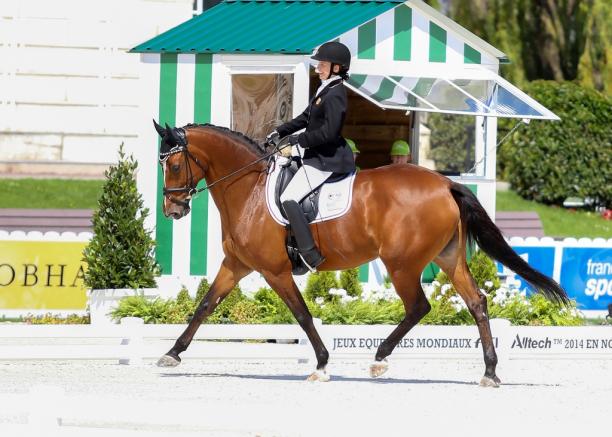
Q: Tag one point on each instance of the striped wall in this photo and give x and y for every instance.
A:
(184, 97)
(405, 36)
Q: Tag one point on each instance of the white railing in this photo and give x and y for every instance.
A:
(132, 341)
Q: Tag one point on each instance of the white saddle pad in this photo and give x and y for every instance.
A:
(334, 200)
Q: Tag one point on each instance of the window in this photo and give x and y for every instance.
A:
(447, 143)
(260, 102)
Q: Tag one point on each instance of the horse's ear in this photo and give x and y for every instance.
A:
(160, 130)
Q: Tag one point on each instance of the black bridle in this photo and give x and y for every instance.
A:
(191, 188)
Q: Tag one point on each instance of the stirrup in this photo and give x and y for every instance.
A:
(311, 268)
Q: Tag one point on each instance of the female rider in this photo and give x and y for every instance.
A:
(324, 150)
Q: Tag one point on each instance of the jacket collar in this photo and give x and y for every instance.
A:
(332, 83)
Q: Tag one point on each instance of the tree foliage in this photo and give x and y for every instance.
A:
(120, 253)
(560, 40)
(452, 141)
(550, 161)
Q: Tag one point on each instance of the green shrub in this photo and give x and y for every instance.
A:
(203, 288)
(272, 308)
(120, 253)
(150, 310)
(349, 280)
(51, 319)
(319, 284)
(223, 312)
(551, 161)
(359, 312)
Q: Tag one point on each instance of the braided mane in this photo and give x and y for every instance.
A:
(258, 149)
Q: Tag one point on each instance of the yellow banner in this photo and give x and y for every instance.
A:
(39, 275)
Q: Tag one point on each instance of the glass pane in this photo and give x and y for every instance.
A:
(387, 92)
(505, 102)
(261, 102)
(447, 142)
(481, 90)
(444, 96)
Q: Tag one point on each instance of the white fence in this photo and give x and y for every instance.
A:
(132, 342)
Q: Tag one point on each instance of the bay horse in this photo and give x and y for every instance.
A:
(406, 215)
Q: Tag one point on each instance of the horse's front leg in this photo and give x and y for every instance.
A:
(230, 273)
(285, 287)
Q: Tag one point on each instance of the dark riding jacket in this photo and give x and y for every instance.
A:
(323, 119)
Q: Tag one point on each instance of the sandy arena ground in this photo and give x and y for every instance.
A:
(238, 398)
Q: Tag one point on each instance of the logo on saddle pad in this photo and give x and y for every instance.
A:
(331, 200)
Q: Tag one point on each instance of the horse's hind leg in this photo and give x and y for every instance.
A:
(228, 276)
(457, 270)
(408, 286)
(285, 287)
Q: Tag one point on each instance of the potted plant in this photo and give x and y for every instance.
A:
(119, 257)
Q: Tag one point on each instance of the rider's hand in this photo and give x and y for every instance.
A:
(285, 151)
(273, 138)
(293, 140)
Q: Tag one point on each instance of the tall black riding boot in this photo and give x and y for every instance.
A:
(308, 251)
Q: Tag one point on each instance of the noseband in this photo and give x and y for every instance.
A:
(190, 188)
(181, 147)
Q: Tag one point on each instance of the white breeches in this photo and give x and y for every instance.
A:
(306, 179)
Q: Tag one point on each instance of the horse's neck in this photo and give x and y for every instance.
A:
(225, 156)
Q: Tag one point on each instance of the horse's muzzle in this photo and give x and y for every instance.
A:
(176, 212)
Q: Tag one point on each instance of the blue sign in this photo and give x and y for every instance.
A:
(586, 275)
(541, 258)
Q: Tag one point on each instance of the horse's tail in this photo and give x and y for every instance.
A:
(481, 229)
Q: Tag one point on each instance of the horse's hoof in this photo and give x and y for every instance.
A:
(490, 382)
(378, 368)
(318, 376)
(168, 361)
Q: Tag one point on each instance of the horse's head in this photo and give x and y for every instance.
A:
(181, 170)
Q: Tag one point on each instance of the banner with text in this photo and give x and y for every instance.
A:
(42, 275)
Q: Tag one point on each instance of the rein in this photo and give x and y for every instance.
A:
(191, 188)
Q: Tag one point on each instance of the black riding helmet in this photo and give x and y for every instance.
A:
(336, 53)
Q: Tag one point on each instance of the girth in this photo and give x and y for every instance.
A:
(310, 204)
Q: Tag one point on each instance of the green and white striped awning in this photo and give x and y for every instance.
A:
(490, 95)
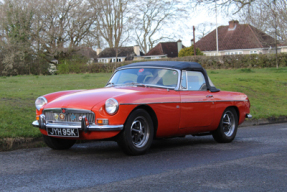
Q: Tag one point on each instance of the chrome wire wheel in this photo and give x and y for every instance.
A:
(140, 132)
(228, 123)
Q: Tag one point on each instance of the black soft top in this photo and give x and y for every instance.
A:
(181, 65)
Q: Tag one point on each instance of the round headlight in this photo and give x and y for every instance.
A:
(111, 106)
(40, 101)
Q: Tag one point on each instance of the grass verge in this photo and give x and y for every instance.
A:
(266, 89)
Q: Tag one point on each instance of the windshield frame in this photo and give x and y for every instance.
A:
(151, 85)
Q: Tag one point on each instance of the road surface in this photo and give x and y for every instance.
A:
(255, 161)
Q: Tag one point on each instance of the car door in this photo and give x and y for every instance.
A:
(197, 104)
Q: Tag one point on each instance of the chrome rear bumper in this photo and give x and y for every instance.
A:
(82, 126)
(249, 116)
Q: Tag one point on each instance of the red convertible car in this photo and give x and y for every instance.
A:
(141, 102)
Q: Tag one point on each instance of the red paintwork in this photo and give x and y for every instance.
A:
(177, 112)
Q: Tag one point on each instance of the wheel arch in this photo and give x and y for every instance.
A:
(236, 110)
(151, 113)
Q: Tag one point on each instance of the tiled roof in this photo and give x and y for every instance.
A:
(122, 52)
(236, 36)
(164, 48)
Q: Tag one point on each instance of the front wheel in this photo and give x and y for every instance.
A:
(137, 136)
(227, 128)
(58, 144)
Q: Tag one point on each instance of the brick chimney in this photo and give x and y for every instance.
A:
(232, 25)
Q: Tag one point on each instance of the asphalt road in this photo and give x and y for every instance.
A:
(254, 161)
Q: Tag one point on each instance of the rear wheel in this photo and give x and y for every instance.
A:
(227, 128)
(58, 144)
(137, 136)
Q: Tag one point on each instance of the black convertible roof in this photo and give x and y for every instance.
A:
(182, 65)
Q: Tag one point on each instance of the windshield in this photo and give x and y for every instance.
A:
(159, 77)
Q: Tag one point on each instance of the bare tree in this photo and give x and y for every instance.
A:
(151, 17)
(227, 4)
(113, 20)
(62, 25)
(16, 36)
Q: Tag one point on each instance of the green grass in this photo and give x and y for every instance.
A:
(18, 95)
(266, 89)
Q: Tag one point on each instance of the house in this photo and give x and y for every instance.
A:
(164, 50)
(110, 55)
(237, 39)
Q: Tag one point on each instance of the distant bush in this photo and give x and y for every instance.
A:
(80, 65)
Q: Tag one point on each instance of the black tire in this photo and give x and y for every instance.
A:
(58, 144)
(227, 128)
(138, 133)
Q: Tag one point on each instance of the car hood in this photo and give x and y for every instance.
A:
(87, 99)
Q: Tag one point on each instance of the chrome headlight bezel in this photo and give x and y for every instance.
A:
(40, 101)
(111, 106)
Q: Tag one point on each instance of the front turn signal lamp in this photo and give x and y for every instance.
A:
(102, 121)
(111, 106)
(40, 101)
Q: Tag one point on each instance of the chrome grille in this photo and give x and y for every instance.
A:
(70, 115)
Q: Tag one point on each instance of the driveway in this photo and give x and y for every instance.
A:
(254, 161)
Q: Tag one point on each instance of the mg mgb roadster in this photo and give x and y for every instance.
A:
(141, 102)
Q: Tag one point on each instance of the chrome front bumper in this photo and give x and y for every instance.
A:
(249, 116)
(82, 126)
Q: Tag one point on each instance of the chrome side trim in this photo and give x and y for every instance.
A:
(78, 126)
(68, 110)
(89, 128)
(165, 87)
(249, 116)
(181, 102)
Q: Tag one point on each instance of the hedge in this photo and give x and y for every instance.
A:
(213, 62)
(208, 62)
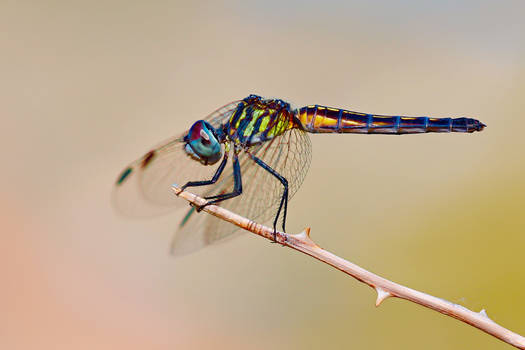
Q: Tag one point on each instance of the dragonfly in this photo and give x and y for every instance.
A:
(249, 156)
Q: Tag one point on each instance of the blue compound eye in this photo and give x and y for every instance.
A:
(202, 143)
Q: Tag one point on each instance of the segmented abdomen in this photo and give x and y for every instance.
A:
(321, 119)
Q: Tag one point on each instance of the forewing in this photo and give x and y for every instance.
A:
(144, 187)
(289, 154)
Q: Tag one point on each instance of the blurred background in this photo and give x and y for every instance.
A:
(87, 87)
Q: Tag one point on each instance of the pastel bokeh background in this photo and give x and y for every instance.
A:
(87, 87)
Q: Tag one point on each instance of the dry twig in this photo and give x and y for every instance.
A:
(383, 287)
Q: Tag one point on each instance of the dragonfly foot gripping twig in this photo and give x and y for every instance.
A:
(384, 288)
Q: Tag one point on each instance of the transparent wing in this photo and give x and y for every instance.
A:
(144, 187)
(289, 154)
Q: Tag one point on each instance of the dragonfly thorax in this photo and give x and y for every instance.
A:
(203, 143)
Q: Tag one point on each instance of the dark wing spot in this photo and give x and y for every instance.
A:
(124, 175)
(147, 159)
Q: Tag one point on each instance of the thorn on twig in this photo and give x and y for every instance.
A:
(305, 237)
(381, 295)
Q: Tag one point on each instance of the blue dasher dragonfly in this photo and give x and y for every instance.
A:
(267, 143)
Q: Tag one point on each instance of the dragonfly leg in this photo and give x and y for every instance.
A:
(216, 176)
(237, 186)
(284, 198)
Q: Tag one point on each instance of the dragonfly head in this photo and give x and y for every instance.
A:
(202, 143)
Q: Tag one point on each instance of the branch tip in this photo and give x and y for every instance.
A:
(381, 295)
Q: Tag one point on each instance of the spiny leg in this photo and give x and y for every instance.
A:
(284, 198)
(237, 185)
(215, 177)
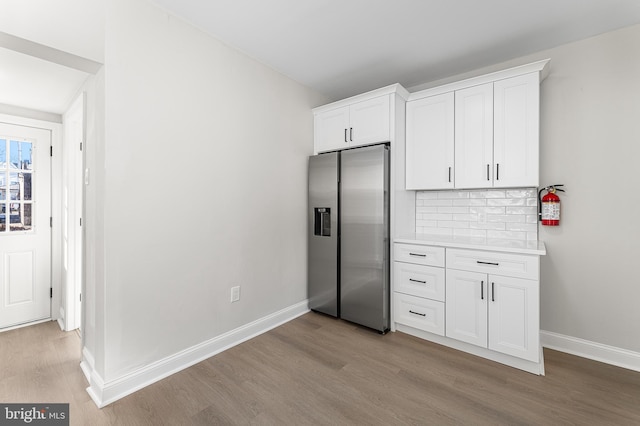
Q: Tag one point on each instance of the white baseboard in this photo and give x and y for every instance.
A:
(596, 351)
(105, 392)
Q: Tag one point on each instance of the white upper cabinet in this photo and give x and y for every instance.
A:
(369, 121)
(481, 132)
(331, 129)
(516, 131)
(474, 137)
(361, 123)
(430, 143)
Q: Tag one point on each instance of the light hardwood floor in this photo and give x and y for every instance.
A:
(317, 370)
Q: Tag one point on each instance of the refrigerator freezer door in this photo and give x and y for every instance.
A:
(323, 234)
(364, 239)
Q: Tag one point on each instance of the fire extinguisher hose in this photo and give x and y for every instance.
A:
(550, 188)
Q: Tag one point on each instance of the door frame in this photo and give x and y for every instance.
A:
(72, 153)
(56, 204)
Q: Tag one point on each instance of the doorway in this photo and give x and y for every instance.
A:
(25, 224)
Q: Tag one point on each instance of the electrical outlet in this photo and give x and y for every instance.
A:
(235, 293)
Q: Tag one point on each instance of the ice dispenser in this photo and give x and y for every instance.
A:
(322, 221)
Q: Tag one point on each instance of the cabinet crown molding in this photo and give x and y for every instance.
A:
(393, 88)
(541, 67)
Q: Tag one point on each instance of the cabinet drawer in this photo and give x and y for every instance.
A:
(422, 255)
(423, 314)
(419, 280)
(506, 264)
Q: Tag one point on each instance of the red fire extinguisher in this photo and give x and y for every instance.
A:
(550, 206)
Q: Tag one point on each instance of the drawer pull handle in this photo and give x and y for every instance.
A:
(417, 254)
(487, 263)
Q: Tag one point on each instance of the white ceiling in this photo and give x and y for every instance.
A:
(54, 27)
(344, 47)
(337, 47)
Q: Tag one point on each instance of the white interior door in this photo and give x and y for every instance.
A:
(25, 232)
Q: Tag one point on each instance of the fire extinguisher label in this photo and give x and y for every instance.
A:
(551, 211)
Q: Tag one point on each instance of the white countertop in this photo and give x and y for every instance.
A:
(536, 247)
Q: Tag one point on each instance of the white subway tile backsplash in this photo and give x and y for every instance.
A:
(453, 194)
(437, 216)
(526, 227)
(437, 203)
(427, 195)
(507, 202)
(522, 210)
(486, 213)
(488, 225)
(425, 209)
(452, 224)
(507, 235)
(488, 210)
(521, 193)
(462, 232)
(495, 194)
(470, 202)
(457, 210)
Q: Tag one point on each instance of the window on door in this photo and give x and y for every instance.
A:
(16, 171)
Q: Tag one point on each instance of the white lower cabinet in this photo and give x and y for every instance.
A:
+ + + +
Please report every line in the entries above that holds the string "rear".

* [Exercise result]:
Q: Tag one point on each instance of the chrome rear bumper in this photo and give x and y for every instance.
Q: Tag one point on each instance of the rear wheel in this photo and give x and y for every instance.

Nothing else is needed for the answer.